→ Source data

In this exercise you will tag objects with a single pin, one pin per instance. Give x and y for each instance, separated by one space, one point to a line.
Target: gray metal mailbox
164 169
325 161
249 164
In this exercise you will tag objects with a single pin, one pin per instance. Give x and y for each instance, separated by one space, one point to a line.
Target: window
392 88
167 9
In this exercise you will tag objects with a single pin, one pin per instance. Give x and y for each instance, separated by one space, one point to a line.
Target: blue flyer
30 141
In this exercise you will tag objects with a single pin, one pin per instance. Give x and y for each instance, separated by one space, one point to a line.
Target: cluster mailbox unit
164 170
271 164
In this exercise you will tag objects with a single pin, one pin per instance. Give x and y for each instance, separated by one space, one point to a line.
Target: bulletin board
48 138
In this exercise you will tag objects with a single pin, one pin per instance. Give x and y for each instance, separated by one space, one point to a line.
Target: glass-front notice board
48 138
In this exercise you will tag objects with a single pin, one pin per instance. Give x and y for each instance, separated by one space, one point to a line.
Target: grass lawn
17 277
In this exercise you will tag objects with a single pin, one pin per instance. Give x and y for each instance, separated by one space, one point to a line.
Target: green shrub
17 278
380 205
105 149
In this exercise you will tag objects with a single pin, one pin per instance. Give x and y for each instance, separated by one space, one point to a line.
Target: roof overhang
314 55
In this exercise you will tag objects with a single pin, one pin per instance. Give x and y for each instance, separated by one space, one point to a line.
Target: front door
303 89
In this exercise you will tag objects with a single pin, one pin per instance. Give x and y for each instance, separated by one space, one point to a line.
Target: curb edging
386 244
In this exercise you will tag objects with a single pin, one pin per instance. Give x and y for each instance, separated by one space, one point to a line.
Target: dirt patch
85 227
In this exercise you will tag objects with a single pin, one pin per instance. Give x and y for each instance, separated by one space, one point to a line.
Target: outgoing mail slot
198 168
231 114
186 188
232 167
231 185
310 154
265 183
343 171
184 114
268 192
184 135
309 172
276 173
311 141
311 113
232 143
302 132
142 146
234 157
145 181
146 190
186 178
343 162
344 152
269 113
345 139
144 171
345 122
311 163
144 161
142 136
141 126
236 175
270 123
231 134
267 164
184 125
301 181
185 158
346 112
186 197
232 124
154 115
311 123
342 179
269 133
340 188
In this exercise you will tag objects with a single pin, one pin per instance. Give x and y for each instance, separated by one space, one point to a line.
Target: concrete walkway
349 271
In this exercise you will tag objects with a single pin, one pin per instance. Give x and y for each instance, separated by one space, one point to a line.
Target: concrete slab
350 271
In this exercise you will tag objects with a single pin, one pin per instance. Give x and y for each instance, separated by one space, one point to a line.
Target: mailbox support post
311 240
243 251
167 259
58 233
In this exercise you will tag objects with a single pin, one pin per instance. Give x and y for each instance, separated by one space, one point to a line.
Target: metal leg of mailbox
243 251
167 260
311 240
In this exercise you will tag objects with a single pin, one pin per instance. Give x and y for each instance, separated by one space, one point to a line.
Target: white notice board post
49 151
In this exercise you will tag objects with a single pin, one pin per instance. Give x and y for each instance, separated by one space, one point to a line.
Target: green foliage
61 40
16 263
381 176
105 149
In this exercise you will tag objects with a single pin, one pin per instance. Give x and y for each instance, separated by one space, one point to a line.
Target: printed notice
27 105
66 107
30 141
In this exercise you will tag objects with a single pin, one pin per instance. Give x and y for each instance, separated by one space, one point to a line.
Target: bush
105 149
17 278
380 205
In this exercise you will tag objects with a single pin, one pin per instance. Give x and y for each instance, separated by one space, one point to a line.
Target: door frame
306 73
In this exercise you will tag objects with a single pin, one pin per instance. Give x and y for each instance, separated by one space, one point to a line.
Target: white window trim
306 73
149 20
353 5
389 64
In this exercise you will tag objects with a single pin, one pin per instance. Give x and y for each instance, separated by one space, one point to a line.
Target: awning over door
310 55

→ Work required
The data should be transcribed exactly, line for line.

→ Solution to the problem
In this exercise you will tag objects with a single pin, one pin per instance. Give x and y for each instance, separated by one space, one point to a line.
Target: gray metal mailbox
164 169
325 161
249 164
In this exercise you will tag objects with a single pin, one pin per instance. Give x and y for each instance, separated by one space, one point to a line.
Target: window
392 88
167 9
In this exercise you will tag objects with a single pin, one pin per instance. Give x and y for each instance, separated by one space, one point to a line.
Target: blue flyer
30 141
In this exercise you will tag objects with a single pin, one pin per instance. Give x and y for each instance, separated by one space, one point to a line.
Target: cluster mailbox unit
164 170
271 164
In this exercise you will tag objects with a single pin, one pin per instance. Give x and y for each instance, separated by one space, one point to a line.
Target: bulletin board
48 138
In this exercise you will tag objects with a single pin, one pin per instance. Give x and y for each instance, separated by one space, one point to a line.
Target: glass-front notice board
48 138
In this exercise you will tag objects with a single pin, one pin per instance. Give x and y for each instance, separated by one space, one point to a line.
Target: grass lawn
17 277
In this exercise you will tag objects with a single pin, one pin per instance. Give x and y for each instance, separated by one space, one point to a line.
Target: green shrub
17 278
380 205
105 149
In this exercise you will tag objects with a single pin, one pin per instance. Give x and y for each instance, separated by one space, one point to a line.
Target: roof overhang
314 55
In this exercise you will tag objects with a single pin, one pin per instance. Give x and y for each instance, separated by one space, one point to a line.
Target: front door
303 89
In this exercise you will tag objects with a single pin, one pin per instance. Give x and y for each instance, separated by one space, one point to a line.
Target: curb edging
386 244
In this exercise you will tag objects with a single pin, one pin per instance. Give x and y for each instance, separated by one space, one point to a line.
Target: dirt patch
85 227
In this exercise you will tag objects with a single pin, one pin per instance. Give x and y for each instance, separated by one space, one point to a line.
Target: outgoing mail slot
198 168
231 114
186 188
232 167
231 185
310 154
265 183
343 171
184 114
268 192
184 135
309 172
276 173
311 141
311 113
232 143
302 132
142 146
234 157
145 181
146 190
186 178
343 162
344 152
269 113
345 139
144 171
345 122
311 163
144 161
142 136
141 126
236 175
270 123
231 134
267 164
184 125
301 181
185 158
346 112
186 197
232 124
154 115
311 123
342 179
269 133
340 188
In this exercise you will tag objects with a single pin, one pin per instance. Give x and y for each instance, separated by one space, one point to a line.
Target: concrete walkway
349 271
In this exercise you will tag objects with a single pin, one pin per instance. Give x and y for each instance, separated by one space, one point to a line.
Target: concrete slab
350 271
In this exercise you will tag objects with a single pin, one pin per instance. Give x and y for each instance, separated by one space, one point to a line.
Target: mailbox support post
311 240
243 251
167 259
58 233
In this exercise you will tag objects with a single pin, one pin per instance. Give x and y for each instance, separated by one space, one point to a line.
Target: metal leg of mailbox
243 251
167 260
311 240
In this exercise you will tag objects with a single pin, one pin per instance. Give x and y for each instance, separated by one space, one point to a line.
Target: white notice board post
49 151
In this exercise you will tag objects with a single pin, one pin per instance. Give x and y for each instance, separated by one space, one point to a line.
Target: green foliage
61 40
16 263
381 176
105 149
In this exercise you will tag objects with a single pin, one pin per instance. Give x and y for each instance, separated by one space, one point to a line.
Target: printed notice
27 105
66 107
30 141
In this exercise you will tag objects with a single pin, one pin per instance. Give x and y for each instance, separated by one space, one point to a line.
Target: bush
105 149
17 278
380 205
In this exercise you will tag objects with a single pin, one pin per instance. Give x and y for each instance, separated by one space, one point to a line.
Target: door frame
306 73
In this exercise you will tag objects with a single pin, one pin per instance. Give x and y for each instance, separated by one space, one point to a line.
Target: white window trim
306 73
149 20
353 5
389 64
In this exercise you will tag objects with a single pin, one pin per instance. Give x and y for each instance, separated by one space, one point to a line.
Target: awning over door
310 55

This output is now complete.